A single number is expected: the count of lines in the entries below that contain "sand".

──────── PROVIDED MATERIAL

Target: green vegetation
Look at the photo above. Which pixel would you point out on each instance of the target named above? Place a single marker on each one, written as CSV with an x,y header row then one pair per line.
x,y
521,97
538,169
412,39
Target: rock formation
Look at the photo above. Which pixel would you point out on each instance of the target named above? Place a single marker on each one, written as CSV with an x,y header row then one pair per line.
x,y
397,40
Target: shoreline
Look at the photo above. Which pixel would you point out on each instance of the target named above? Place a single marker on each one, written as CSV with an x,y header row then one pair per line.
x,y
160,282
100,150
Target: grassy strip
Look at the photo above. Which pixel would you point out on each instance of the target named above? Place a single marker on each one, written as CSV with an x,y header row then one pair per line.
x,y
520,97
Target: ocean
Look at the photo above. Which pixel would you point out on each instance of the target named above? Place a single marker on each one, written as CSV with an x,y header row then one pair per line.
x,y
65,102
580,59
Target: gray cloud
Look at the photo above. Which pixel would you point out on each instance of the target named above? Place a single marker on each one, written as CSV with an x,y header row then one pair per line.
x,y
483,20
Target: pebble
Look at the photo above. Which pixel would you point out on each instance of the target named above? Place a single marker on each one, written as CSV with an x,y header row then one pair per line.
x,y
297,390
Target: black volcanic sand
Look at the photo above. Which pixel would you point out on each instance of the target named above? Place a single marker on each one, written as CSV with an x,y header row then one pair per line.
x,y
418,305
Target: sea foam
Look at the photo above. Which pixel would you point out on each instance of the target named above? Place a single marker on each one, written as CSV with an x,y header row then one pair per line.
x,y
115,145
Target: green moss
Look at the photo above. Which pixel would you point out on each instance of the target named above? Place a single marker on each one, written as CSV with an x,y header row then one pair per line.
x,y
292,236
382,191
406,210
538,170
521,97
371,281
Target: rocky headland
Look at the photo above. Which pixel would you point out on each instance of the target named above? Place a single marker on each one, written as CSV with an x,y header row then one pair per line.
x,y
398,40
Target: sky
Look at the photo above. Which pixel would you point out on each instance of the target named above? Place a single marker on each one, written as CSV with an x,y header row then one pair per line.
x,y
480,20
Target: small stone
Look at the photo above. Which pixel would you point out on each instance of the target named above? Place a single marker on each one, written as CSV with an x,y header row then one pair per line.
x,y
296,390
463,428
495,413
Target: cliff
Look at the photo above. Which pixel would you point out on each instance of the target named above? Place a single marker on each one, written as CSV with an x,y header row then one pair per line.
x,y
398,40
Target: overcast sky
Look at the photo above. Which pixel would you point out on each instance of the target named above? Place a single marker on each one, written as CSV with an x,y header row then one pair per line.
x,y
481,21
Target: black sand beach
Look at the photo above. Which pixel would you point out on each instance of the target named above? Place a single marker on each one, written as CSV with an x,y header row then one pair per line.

────────────────

EXERCISE RESPONSE → 2